+++ EXERCISE MATERIAL

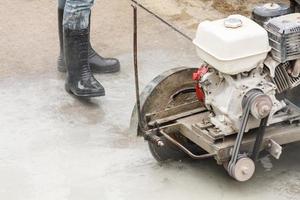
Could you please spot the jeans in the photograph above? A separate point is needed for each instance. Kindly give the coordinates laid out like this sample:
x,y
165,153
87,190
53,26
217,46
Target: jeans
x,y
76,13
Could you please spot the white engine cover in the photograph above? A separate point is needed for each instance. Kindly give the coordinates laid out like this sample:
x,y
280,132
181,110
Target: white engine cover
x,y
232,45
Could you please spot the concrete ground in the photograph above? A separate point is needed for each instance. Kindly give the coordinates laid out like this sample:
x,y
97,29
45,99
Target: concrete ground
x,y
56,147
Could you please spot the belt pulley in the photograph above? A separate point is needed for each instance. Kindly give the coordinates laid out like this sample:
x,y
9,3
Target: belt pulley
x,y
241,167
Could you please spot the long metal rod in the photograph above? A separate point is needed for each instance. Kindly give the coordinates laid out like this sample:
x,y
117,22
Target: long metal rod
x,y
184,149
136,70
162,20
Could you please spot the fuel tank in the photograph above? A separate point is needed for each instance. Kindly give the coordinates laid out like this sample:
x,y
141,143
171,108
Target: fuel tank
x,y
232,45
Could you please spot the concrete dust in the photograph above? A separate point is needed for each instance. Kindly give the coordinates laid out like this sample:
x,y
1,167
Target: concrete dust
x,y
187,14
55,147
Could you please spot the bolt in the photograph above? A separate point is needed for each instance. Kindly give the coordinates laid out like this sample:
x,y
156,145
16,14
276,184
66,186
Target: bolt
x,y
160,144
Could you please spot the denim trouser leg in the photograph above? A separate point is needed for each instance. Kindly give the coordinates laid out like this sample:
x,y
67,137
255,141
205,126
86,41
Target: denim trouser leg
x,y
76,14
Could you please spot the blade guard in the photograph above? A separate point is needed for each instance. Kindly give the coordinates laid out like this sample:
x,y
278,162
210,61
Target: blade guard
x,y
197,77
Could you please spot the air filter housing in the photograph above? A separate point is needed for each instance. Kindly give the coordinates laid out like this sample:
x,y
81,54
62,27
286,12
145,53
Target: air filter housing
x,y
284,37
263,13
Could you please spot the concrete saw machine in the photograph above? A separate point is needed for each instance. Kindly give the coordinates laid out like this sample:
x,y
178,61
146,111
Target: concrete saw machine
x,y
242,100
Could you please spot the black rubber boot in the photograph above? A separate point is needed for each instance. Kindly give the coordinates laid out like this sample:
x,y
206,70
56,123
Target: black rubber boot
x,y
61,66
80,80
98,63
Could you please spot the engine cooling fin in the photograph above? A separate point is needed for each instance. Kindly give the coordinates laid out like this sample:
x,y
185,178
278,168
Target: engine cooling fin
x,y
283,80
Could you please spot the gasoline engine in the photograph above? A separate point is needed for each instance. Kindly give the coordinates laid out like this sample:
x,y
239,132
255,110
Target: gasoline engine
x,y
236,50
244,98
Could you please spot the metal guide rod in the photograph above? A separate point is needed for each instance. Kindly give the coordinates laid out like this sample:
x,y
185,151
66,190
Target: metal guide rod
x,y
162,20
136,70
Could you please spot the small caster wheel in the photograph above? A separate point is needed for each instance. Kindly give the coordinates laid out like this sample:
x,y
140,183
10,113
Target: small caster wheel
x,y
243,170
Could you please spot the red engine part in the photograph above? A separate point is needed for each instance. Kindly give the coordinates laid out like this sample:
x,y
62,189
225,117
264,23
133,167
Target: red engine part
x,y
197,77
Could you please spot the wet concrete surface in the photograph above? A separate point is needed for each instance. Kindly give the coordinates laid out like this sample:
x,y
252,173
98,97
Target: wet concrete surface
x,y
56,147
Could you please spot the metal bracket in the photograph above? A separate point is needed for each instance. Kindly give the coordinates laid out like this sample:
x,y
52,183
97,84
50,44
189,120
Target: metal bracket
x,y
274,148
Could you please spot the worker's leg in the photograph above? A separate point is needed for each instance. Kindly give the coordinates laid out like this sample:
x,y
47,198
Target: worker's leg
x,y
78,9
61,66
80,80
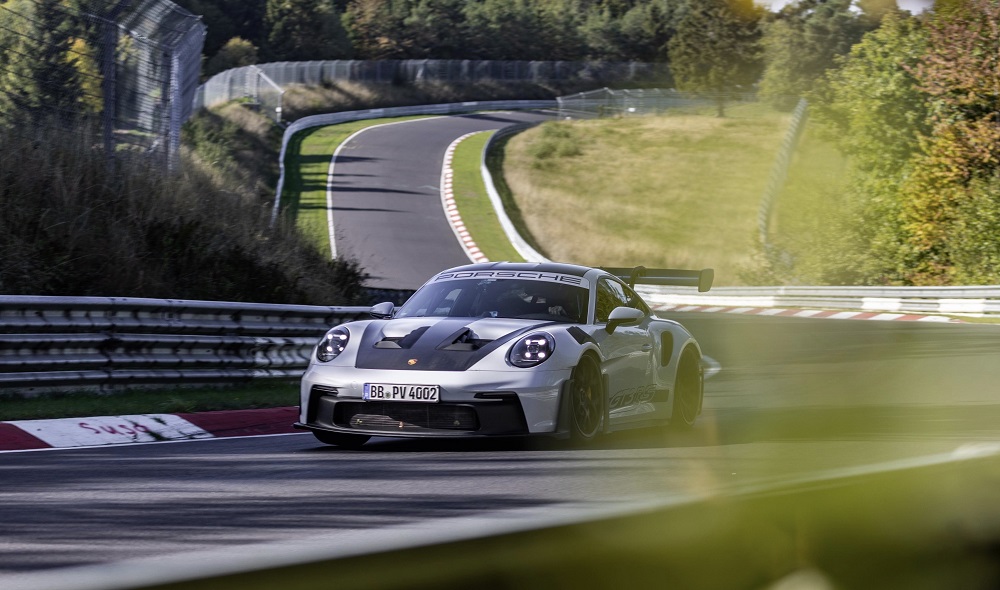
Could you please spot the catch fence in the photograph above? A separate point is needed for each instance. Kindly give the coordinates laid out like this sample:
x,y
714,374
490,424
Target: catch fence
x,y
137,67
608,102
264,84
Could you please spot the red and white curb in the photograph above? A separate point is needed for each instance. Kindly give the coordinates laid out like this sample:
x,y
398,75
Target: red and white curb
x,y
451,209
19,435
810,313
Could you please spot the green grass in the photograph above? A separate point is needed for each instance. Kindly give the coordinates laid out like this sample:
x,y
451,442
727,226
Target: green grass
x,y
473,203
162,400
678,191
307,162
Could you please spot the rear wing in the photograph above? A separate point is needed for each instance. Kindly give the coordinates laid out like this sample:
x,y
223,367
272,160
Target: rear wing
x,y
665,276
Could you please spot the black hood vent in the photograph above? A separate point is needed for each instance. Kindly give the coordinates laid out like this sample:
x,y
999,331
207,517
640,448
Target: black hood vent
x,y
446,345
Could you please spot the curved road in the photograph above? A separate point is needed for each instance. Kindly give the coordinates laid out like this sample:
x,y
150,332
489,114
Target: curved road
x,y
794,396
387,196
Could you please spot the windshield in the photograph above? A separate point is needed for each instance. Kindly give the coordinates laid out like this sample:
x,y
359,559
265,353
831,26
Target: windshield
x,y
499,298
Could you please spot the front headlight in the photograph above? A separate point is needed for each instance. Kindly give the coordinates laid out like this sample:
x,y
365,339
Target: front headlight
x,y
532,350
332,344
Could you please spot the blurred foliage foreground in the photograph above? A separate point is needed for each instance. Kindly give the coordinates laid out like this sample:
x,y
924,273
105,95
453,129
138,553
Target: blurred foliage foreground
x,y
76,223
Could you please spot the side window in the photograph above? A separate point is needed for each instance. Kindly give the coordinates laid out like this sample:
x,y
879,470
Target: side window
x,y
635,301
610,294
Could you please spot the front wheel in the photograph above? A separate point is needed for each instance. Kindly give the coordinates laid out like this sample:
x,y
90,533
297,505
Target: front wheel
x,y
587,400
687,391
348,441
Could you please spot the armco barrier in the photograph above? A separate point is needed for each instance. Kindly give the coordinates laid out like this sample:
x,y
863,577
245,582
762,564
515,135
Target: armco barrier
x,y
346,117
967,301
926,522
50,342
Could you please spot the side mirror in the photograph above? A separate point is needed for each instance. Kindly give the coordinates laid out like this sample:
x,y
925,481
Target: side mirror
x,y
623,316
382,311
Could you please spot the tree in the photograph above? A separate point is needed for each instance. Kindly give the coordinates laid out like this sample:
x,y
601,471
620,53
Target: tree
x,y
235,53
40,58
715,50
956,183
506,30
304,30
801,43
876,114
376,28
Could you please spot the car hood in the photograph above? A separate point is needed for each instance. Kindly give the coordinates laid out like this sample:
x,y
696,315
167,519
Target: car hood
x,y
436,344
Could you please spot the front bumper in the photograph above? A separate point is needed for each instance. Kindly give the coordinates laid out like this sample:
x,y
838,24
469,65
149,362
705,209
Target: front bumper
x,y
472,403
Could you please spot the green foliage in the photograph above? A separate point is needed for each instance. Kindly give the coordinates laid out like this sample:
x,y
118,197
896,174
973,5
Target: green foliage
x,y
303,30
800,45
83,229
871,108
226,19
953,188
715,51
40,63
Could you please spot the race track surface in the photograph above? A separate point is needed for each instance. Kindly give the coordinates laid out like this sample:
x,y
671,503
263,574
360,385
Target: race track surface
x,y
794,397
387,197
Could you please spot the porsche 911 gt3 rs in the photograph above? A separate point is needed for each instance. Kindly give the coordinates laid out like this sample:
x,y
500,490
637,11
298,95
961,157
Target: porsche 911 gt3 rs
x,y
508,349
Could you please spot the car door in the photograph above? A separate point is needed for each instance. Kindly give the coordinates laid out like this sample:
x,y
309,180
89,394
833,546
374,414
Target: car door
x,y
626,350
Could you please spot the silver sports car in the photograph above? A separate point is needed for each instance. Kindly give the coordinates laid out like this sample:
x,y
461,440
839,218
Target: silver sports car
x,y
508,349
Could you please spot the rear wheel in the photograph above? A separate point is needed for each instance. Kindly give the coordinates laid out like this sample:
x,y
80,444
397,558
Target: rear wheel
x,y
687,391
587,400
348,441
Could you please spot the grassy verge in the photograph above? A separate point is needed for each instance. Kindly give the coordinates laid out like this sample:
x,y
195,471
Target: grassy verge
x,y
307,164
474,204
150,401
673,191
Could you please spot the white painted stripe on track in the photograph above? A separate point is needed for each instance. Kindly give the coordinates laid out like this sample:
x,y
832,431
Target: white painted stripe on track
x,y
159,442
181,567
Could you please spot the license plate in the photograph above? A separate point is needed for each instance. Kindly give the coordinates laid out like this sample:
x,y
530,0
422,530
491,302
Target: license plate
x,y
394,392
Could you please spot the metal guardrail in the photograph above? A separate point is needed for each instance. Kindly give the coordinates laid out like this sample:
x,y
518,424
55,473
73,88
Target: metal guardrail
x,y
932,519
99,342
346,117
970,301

++++++

=== EXERCISE ===
Retype exactly the lines from the one containing "Could you please spot the white painted" through the last line of the records above, including both.

=== WRITTEN SOLUTION ===
Could you please spot the white painted stripe on track in the photograph above? A separate point is needed for each instance. Kindly give the coordinates laid out like this sample:
x,y
832,431
Target: white painted stripe on track
x,y
159,442
181,567
Could you please spot the license plate in the photograph above? A separate point is needed for each instance. Kindly give the coordinates laid out like this sample:
x,y
530,0
422,530
491,302
Target: license plate
x,y
394,392
Could you please spot the metal guardrail in the photograph above? A separate point is needed for each instance. Kindly give the coordinates laid out like this sample:
x,y
518,424
55,473
73,88
Target: metal guardrail
x,y
932,519
99,342
346,117
970,301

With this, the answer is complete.